-- START OF Input records --
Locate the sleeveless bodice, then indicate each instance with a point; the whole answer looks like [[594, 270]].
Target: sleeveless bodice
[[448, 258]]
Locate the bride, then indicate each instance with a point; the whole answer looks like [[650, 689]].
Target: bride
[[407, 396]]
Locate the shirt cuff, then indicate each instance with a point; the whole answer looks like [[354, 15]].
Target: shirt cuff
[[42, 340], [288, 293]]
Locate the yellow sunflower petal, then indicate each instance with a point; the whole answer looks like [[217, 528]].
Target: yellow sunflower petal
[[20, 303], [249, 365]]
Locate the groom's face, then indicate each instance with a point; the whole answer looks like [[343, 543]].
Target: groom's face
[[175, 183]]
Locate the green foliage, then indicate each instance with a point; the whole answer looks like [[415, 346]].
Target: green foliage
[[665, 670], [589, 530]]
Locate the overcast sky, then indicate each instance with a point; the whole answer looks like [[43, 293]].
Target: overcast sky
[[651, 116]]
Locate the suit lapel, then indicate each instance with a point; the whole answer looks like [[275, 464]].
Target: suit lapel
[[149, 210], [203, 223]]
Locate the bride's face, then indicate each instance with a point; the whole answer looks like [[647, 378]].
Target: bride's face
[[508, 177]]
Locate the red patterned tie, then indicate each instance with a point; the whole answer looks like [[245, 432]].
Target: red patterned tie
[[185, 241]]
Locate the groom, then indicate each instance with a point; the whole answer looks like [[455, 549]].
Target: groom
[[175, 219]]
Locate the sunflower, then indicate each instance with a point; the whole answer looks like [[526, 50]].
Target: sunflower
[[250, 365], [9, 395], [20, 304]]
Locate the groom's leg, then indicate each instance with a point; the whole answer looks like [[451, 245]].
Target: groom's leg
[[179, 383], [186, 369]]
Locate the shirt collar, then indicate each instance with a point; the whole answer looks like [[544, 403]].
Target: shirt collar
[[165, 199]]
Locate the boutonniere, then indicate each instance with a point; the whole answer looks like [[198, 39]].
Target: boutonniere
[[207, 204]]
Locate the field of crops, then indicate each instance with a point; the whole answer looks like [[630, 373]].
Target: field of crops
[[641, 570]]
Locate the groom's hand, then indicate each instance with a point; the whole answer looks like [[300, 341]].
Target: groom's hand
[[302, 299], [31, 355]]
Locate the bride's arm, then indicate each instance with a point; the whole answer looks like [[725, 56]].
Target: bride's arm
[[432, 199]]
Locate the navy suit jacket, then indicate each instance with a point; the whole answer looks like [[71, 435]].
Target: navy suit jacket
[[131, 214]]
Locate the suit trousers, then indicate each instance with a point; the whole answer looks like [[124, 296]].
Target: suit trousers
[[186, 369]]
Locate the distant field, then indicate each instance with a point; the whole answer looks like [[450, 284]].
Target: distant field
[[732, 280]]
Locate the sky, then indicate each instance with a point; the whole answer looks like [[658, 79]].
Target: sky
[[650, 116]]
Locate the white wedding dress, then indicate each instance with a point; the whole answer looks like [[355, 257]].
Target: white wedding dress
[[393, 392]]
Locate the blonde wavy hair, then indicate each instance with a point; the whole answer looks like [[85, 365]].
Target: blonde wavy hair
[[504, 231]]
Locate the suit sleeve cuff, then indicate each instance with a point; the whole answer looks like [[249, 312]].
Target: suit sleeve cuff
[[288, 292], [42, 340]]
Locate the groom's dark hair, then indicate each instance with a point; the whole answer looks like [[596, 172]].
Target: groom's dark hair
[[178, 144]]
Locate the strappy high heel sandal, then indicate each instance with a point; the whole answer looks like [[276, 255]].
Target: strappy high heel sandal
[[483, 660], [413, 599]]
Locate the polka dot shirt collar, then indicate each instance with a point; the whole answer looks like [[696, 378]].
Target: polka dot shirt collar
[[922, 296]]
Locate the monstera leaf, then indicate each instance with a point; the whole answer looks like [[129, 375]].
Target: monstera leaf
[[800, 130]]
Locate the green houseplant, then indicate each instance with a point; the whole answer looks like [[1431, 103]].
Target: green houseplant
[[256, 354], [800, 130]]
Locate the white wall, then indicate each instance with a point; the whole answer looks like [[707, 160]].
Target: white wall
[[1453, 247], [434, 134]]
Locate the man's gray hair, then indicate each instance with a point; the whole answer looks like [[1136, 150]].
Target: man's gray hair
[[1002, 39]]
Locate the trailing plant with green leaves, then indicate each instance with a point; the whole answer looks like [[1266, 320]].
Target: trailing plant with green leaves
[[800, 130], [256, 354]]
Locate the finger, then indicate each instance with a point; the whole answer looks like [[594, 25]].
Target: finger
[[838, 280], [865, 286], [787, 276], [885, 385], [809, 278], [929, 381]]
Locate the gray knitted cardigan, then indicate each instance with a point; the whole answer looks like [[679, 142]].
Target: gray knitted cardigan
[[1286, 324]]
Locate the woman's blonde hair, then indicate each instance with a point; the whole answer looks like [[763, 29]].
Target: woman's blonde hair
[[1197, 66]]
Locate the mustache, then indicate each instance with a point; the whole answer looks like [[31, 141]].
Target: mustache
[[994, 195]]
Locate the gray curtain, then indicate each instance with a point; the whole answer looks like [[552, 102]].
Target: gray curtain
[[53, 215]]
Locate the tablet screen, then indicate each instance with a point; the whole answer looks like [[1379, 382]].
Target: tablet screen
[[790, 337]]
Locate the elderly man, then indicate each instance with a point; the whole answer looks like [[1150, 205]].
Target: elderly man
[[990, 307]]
-- END OF Input records --
## What is needed
Rewrite the material starting with the line that contains "Locate the boutonniere, then" and going on through the line that contains "[[641, 570]]", putting "crop field" in place of "field of crops" and leaving everything else the same.

## Result
Locate the boutonniere, then indicate each instance with a point; the whole answer looks like [[198, 39]].
Target: boutonniere
[[207, 204]]
Locate the crop field, then indicate each instance with a point; the whole answer looks like [[630, 373]].
Target: crop field
[[641, 570]]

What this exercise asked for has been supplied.